- RECORDS FOR PROCESSING
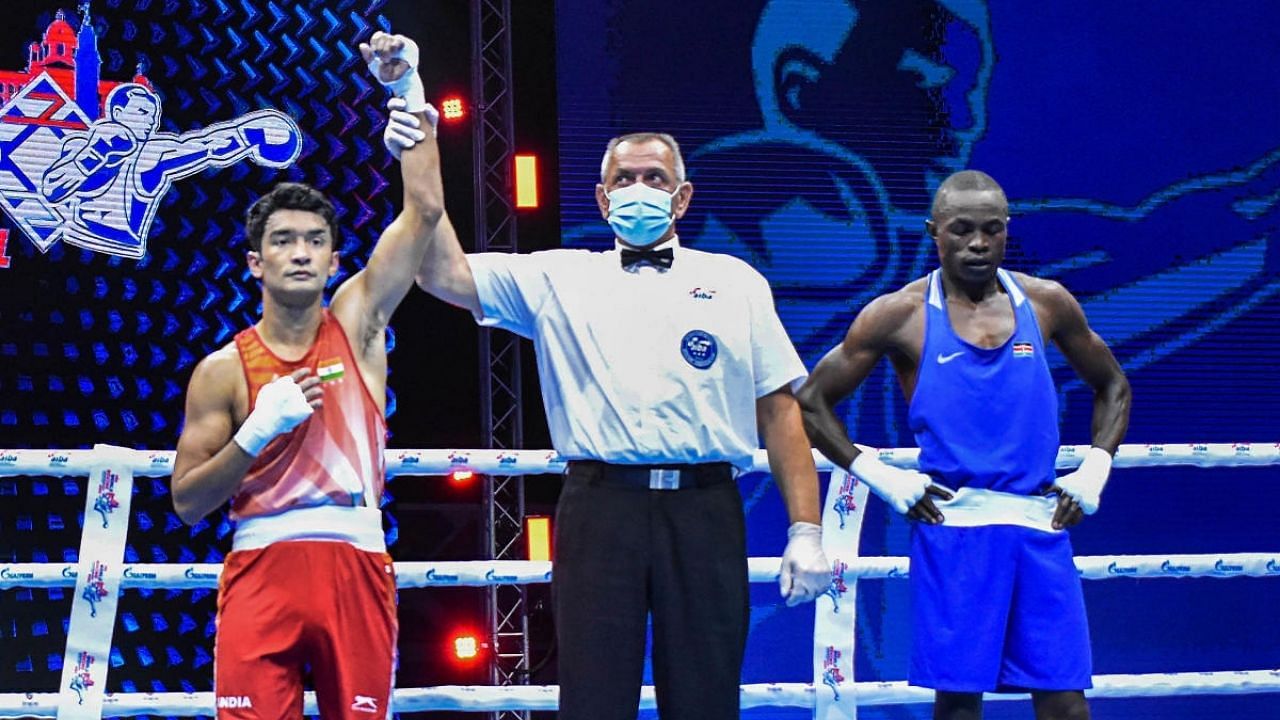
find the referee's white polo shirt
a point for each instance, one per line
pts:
(644, 365)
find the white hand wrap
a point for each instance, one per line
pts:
(410, 85)
(402, 128)
(805, 573)
(1084, 484)
(897, 487)
(280, 406)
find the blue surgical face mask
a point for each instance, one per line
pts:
(640, 214)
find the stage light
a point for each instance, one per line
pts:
(466, 647)
(538, 537)
(526, 181)
(451, 109)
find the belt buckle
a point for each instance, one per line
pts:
(664, 479)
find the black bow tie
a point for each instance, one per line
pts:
(656, 258)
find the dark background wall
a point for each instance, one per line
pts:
(1137, 144)
(99, 349)
(1138, 147)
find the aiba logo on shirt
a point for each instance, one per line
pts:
(699, 349)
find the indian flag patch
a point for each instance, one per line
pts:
(329, 369)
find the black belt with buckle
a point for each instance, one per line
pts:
(650, 477)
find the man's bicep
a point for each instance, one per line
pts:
(208, 423)
(844, 368)
(1084, 350)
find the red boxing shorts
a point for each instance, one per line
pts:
(298, 605)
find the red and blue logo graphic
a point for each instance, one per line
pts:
(845, 502)
(837, 587)
(105, 504)
(82, 160)
(831, 674)
(81, 678)
(95, 588)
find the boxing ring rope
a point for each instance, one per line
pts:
(80, 463)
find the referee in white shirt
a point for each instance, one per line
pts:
(661, 369)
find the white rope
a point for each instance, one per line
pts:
(483, 573)
(480, 698)
(146, 463)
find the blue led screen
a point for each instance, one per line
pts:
(1138, 146)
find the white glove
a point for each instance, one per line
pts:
(402, 128)
(1084, 484)
(897, 487)
(805, 572)
(280, 406)
(408, 85)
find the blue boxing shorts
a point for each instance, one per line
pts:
(997, 609)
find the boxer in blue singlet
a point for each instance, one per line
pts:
(996, 598)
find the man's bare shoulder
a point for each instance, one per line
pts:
(891, 319)
(1045, 292)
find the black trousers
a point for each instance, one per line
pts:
(624, 552)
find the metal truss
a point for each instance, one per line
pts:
(499, 351)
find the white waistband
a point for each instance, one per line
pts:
(976, 506)
(361, 527)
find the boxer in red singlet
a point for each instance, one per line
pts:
(287, 423)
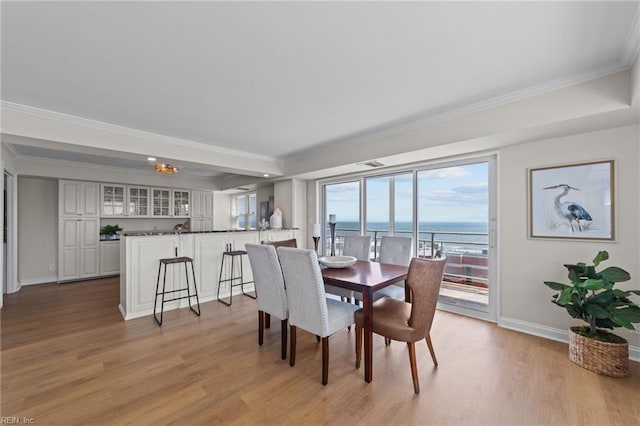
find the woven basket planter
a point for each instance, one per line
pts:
(609, 359)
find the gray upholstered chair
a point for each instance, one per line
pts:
(309, 308)
(358, 247)
(270, 292)
(408, 322)
(396, 251)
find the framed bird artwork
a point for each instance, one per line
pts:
(572, 201)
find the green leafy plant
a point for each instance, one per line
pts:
(110, 229)
(592, 298)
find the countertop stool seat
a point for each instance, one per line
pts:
(234, 280)
(170, 261)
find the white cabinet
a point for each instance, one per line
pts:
(79, 252)
(201, 210)
(77, 198)
(78, 230)
(161, 202)
(137, 201)
(112, 199)
(139, 266)
(181, 205)
(167, 202)
(109, 257)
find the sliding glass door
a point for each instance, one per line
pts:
(447, 210)
(453, 220)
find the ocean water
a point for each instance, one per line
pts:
(442, 237)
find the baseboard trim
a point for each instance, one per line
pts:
(39, 280)
(551, 333)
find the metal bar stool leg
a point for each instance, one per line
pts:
(195, 290)
(220, 281)
(155, 299)
(242, 283)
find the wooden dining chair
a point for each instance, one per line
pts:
(408, 322)
(395, 251)
(309, 308)
(270, 292)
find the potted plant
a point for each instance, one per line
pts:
(591, 297)
(110, 231)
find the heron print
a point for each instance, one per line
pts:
(573, 201)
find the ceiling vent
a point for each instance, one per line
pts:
(372, 163)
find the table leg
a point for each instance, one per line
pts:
(367, 310)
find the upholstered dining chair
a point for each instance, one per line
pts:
(404, 321)
(270, 292)
(396, 251)
(309, 308)
(360, 248)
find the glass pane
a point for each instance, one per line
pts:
(241, 205)
(343, 201)
(453, 213)
(377, 207)
(403, 205)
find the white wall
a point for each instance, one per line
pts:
(37, 229)
(526, 263)
(221, 211)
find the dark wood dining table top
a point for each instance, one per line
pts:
(365, 274)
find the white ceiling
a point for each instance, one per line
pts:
(280, 78)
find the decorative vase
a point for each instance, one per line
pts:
(609, 359)
(276, 219)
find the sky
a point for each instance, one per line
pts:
(452, 194)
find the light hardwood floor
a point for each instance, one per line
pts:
(69, 358)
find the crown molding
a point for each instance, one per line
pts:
(430, 118)
(100, 125)
(632, 42)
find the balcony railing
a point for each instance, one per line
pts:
(466, 251)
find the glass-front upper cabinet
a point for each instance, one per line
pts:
(112, 200)
(180, 202)
(137, 201)
(160, 199)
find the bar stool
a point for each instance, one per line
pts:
(171, 261)
(233, 254)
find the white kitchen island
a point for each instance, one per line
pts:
(139, 260)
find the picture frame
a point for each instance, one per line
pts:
(573, 201)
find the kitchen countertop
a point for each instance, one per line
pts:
(177, 232)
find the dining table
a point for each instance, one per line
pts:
(366, 277)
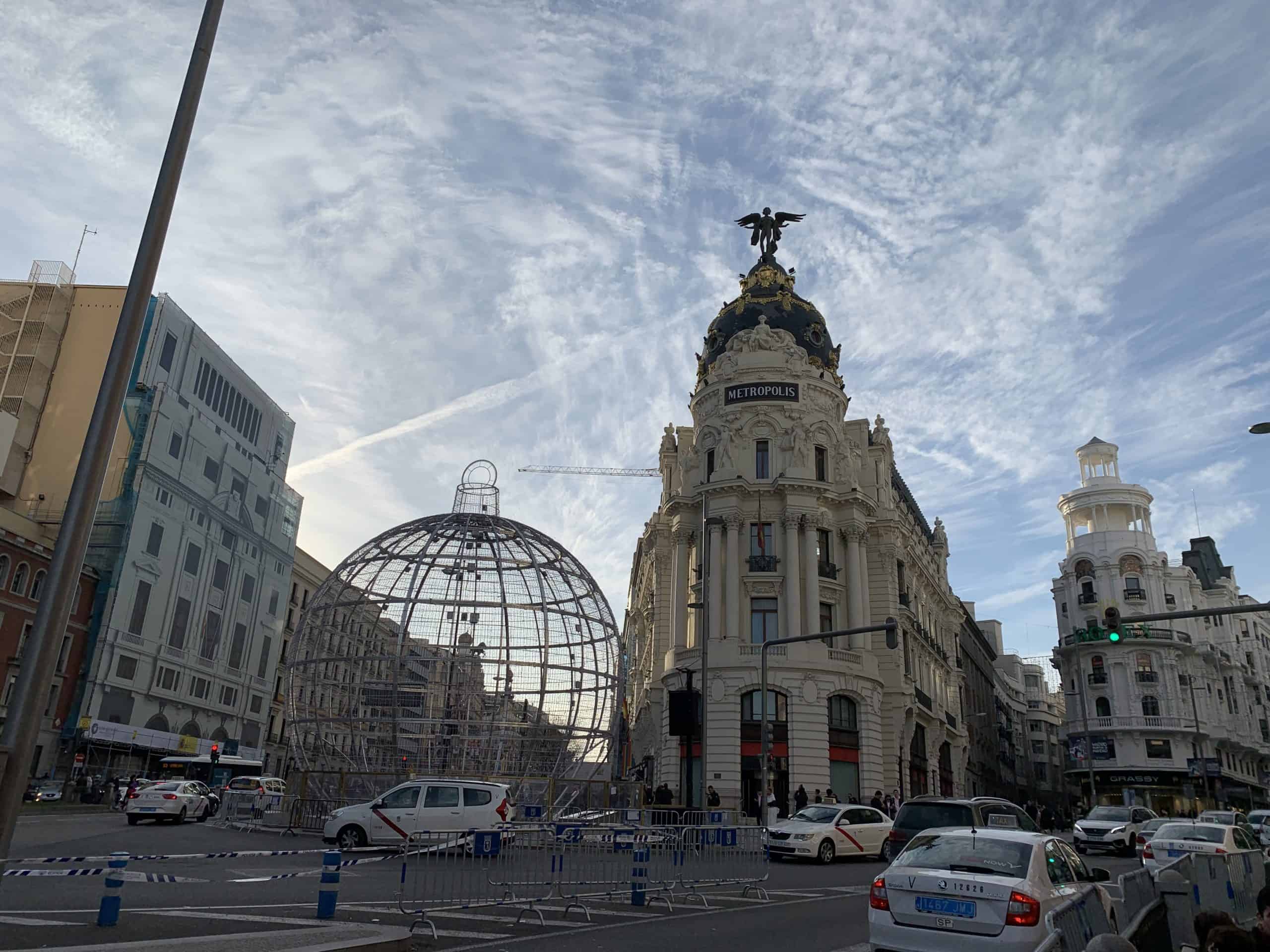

- WORK REQUIRED
Transcribe all of the rows above verbatim, omitting the pictures.

- SOLUTION TO THIS PROBLEM
find the referee's white polo shirt
a point for each instance, one per line
pts:
(644, 365)
find the white hand wrap
a point for each instance, one per line
pts:
(410, 85)
(402, 128)
(805, 573)
(1084, 484)
(897, 487)
(280, 406)
find the blue surgical face mask
a point for each instance, one per line
pts:
(640, 214)
find the stage light
a point for each instance, one per line
pts:
(466, 647)
(538, 537)
(526, 181)
(451, 109)
find the belt buckle
a point for each instance, one per line
pts:
(664, 479)
find the black bow tie
a point for each instance, one per line
pts:
(656, 258)
find the dark background wall
a point for each instance, one per line
pts:
(1137, 144)
(99, 349)
(1138, 147)
find the aiba logo on shirt
a point for each instance, one per line
pts:
(699, 349)
find the indian flag patch
a point for each instance, one per line
pts:
(329, 369)
find the black belt with buckle
a point for each instance, one per line
pts:
(650, 477)
find the man's bicep
a point for each instance, one per line
pts:
(208, 423)
(844, 368)
(1084, 350)
find the red boxing shorts
a point for each instance, one per line
pts:
(298, 605)
find the red and blue logo graphic
a point for each instance, one per line
pts:
(845, 502)
(837, 587)
(105, 504)
(82, 160)
(831, 674)
(81, 678)
(95, 588)
find the boxing ring rope
a point for each instance, one per line
pts:
(80, 463)
find the referee in white shirt
a point for each instance, one per line
pts:
(661, 369)
find the white rope
a point for each instance, one per line
pts:
(483, 573)
(480, 698)
(146, 463)
find the blue led screen
a point for each instance, one per line
pts:
(1138, 146)
find the white glove
a point for each instance, one per line
pts:
(402, 128)
(1084, 484)
(897, 487)
(805, 572)
(280, 406)
(408, 85)
find the blue boxing shorts
a point for each instance, one per line
pts:
(997, 609)
find the boxer in blue singlet
a point for each instance, one per line
pts:
(996, 598)
find the man's bare shoulder
a point for each instance, one per line
pts:
(891, 319)
(1045, 292)
find the black trousers
a point for each instance, one per line
pts:
(624, 552)
find the metal truss
a point for each instance, one per line
pts:
(499, 351)
find the white waistband
a point for each instance, one per line
pts:
(976, 506)
(361, 527)
find the boxer in red singlet
a point for each instance, one per line
pts:
(287, 423)
find the woven basket planter
a point for each instance, one per line
pts:
(609, 359)
find the gray upholstered chair
a point for each instance, one per line
pts:
(309, 308)
(358, 247)
(270, 292)
(408, 322)
(396, 251)
find the framed bird artwork
a point for each instance, one per line
pts:
(572, 201)
find the green leafy plant
a point for each instance, one per line
pts:
(110, 229)
(592, 298)
find the countertop stool seat
a point for each instance, one per line
pts:
(234, 280)
(170, 261)
find the white cabinet
a point for each instance, one per line
pts:
(79, 252)
(201, 210)
(77, 198)
(78, 230)
(161, 202)
(137, 201)
(112, 199)
(139, 266)
(181, 205)
(167, 202)
(109, 257)
find the sliding glass door
a point for each instance, one per line
pts:
(447, 210)
(453, 220)
find the ocean water
a point for each instance, one per line
pts:
(442, 237)
find the baseboard trim
a point for each instance, one per line
pts:
(39, 280)
(551, 333)
find the metal bar stool leg
a point for each instance, one per line
pts:
(195, 290)
(220, 281)
(155, 299)
(242, 283)
find the wooden dining chair
a point for each instance, one per line
pts:
(408, 322)
(395, 251)
(309, 308)
(270, 292)
find the potted plant
a point for each instance, one per line
pts:
(591, 297)
(110, 231)
find the heron print
a point for each instance, one per line
pts:
(573, 201)
find the ceiling vent
a point for each instance, one per line
pts:
(372, 163)
find the table leg
a point for each instance, one per line
pts:
(367, 310)
find the upholstered dining chair
a point for each instance, one per line
pts:
(404, 321)
(270, 292)
(396, 251)
(309, 308)
(360, 248)
find the glass pane
a point for each instance, one per line
pts:
(241, 205)
(343, 201)
(453, 213)
(377, 207)
(403, 205)
find the white wall
a point for each instance, one per line
pts:
(37, 229)
(526, 263)
(221, 211)
find the dark wood dining table top
a point for each instance, one per line
pts:
(365, 274)
find the white ceiling
a point for each instance, one per line
pts:
(280, 78)
find the decorative vase
a point for each instance, one per line
pts:
(609, 359)
(276, 219)
find the sky
a point for each instance, one per line
pts:
(452, 194)
find the light hardwood floor
a point for each instance, one per line
pts:
(69, 358)
find the crown molding
a point for each instance, one per line
pts:
(430, 118)
(100, 125)
(632, 42)
find the balcony railing
a point for each instance, one per line
pts:
(466, 251)
find the glass-front upper cabinet
a point for each instance, one per line
pts:
(112, 200)
(180, 202)
(137, 201)
(160, 199)
find the bar stool
a point for each instance, one per line
pts:
(171, 261)
(233, 254)
find the white kitchen island
a point for each instance, one per line
pts:
(139, 260)
find the picture frame
a point for each instance, one per line
pts:
(573, 201)
find the kitchen countertop
a point for each instance, one per line
pts:
(177, 232)
find the dining table
a point for each instance, one per line
pts:
(366, 277)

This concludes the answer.